• [TASK OBJECTIVE]: From the passage on recursive ORAM, repeat word for word the portion starting with "ORAM Recursive and" and going on through "of the scheme.".

• [PAGE EXCERPT]:
-=-=-

ORAM Recursive and Problems. The recursive ORAM idea in PathOram [16] is to outsource the position map to a smaller ORAM. We have \(ORAM_0, ORAM_1,...\) to represent the ORAM structures. The size of latter ORAM is smaller than the previous one which is the trick for the success of the recursive ORAM idea. Intuitively, the “smaller” idea comes from larger block size. Particularly, they set block size as \(O(\log {N})\) with constant \(\ge 2\). Obviously, this setting will result in heavy overhead and bandwidth of the scheme.

While in work [2], Chung et al. claim that the number of recursion rounds is \(O(\log N)\) in order to reduce the position map to constant, involving the process of a Markov chain-like procedure [9]. However, due to their constant block settings, their scheme may cause recursion failure because they can not reduced the size of position map in the following layers [2].

-=-=-

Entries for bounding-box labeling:
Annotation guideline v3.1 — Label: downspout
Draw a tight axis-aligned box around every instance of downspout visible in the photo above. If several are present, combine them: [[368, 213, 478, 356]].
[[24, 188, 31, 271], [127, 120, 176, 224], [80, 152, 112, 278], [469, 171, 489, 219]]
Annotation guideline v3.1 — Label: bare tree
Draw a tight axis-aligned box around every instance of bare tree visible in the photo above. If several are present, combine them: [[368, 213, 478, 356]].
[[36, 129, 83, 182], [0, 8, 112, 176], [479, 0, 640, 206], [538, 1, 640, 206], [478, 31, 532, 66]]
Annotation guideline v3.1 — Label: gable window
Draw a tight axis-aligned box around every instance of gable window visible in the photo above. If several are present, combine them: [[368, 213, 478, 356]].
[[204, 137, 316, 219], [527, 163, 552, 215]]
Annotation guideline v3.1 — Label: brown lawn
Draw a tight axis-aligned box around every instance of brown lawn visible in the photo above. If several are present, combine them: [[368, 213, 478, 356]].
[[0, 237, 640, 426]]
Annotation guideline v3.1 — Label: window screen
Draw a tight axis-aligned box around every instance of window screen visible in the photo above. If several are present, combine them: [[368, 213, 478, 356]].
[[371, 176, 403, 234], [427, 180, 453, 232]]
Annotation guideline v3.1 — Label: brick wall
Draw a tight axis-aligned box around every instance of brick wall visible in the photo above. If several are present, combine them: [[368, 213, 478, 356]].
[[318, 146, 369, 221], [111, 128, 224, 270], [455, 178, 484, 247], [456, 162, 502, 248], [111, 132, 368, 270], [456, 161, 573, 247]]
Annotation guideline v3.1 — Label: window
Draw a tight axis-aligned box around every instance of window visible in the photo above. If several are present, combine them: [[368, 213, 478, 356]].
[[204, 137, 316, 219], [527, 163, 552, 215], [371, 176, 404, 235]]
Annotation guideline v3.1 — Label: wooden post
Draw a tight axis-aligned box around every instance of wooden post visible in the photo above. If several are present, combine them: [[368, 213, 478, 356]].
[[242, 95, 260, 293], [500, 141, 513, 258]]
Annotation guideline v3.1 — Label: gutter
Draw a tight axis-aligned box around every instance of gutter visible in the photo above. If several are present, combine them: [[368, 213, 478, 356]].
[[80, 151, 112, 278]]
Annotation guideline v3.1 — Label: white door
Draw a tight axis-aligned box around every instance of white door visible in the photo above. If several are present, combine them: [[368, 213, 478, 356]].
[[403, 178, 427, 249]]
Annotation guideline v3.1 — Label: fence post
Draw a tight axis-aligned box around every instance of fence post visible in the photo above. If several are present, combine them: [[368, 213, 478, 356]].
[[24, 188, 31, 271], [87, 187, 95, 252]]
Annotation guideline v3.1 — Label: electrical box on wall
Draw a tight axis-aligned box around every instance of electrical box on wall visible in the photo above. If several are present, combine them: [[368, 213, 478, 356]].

-=-=-

• [PROBLEM SOLUTION]:
ORAM Recursive and Problems. The recursive ORAM idea in PathOram [16] is to outsource the position map to a smaller ORAM. We have \(ORAM_0, ORAM_1,...\) to represent the ORAM structures. The size of latter ORAM is smaller than the previous one which is the trick for the success of the recursive ORAM idea. Intuitively, the “smaller” idea comes from larger block size. Particularly, they set block size as \(O(\log {N})\) with constant \(\ge 2\). Obviously, this setting will result in heavy overhead and bandwidth of the scheme.